Dataset excerpt:
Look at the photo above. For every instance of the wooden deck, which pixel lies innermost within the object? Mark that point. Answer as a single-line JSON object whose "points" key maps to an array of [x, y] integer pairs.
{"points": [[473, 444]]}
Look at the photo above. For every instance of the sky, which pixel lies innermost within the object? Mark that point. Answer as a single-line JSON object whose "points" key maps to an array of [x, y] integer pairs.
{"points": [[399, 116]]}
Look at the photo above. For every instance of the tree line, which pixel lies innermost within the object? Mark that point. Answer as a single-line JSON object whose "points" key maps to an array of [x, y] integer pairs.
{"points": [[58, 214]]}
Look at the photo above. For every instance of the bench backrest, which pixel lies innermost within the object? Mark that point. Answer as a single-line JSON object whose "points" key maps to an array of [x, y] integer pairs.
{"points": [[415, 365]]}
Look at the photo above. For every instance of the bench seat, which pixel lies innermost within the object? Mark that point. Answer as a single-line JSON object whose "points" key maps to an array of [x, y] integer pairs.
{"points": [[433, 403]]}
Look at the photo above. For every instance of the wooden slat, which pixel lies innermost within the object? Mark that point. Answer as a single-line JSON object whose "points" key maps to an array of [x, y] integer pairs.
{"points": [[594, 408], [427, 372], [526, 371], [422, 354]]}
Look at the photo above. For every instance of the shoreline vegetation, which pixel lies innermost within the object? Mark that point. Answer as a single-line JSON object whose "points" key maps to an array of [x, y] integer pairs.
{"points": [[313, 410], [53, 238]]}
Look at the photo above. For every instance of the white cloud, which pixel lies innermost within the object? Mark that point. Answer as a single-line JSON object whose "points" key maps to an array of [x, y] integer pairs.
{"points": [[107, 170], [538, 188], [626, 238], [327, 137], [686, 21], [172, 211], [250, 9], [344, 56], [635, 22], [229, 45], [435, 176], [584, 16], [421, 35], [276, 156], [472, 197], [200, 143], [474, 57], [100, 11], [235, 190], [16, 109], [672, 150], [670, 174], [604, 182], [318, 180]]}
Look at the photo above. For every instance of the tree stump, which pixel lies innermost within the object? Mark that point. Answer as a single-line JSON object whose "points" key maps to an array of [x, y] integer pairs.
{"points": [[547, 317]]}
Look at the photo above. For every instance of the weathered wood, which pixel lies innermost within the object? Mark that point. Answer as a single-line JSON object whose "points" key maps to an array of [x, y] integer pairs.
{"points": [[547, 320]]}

### WHAT YOU SHOULD DO
Can you update the data from the line containing "tree stump, which" through the end of the data, inclusive, so that "innermost" becomes "most central" and nothing else changes? Return only those lines.

### RESPONSE TO THE EXERCISE
Look at the photo above. For every instance of the tree stump, which pixel lies most central within the object? Mark that point. Answer as a single-line JSON object whose "points" key maps to an array of [x, y] integer pairs.
{"points": [[547, 317]]}
Look at the photo above. For every instance of the weathered wood, which pixel lies most central within the object? Mark that point. Answer as a single-line JSON object whose "points" key maps to an array of [x, y] integer pairs.
{"points": [[547, 320]]}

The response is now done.